ASSIGNED TASK: Wherever a line of the records contains "Your", copy that line.

EXTRACTED ENTRIES:
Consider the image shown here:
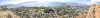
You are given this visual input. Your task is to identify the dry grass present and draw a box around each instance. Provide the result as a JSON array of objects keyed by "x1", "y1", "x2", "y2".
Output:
[
  {"x1": 75, "y1": 13, "x2": 87, "y2": 18},
  {"x1": 0, "y1": 10, "x2": 20, "y2": 18}
]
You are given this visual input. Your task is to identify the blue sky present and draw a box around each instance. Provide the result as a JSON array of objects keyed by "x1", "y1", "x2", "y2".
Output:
[
  {"x1": 1, "y1": 0, "x2": 100, "y2": 8},
  {"x1": 0, "y1": 0, "x2": 93, "y2": 8},
  {"x1": 0, "y1": 0, "x2": 91, "y2": 5},
  {"x1": 0, "y1": 0, "x2": 100, "y2": 6}
]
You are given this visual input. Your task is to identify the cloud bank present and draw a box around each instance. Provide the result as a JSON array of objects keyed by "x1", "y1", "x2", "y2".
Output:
[{"x1": 87, "y1": 0, "x2": 100, "y2": 5}]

RESULT BELOW:
You are given this visual input. Your task is to identify the dry grass present and draw a box around each instance. Provide the result as a JSON array of objects keyed by "x1", "y1", "x2", "y2".
You are given this visual input. Your task is to identify the blue sky present and draw a box around each instance. Provide the result as a JSON array of objects keyed by "x1", "y1", "x2", "y2".
You are given this visual input. Your task is to identify the cloud bank present and draw a box around each instance. Provide the result as a JSON array of objects keyed by "x1", "y1", "x2", "y2".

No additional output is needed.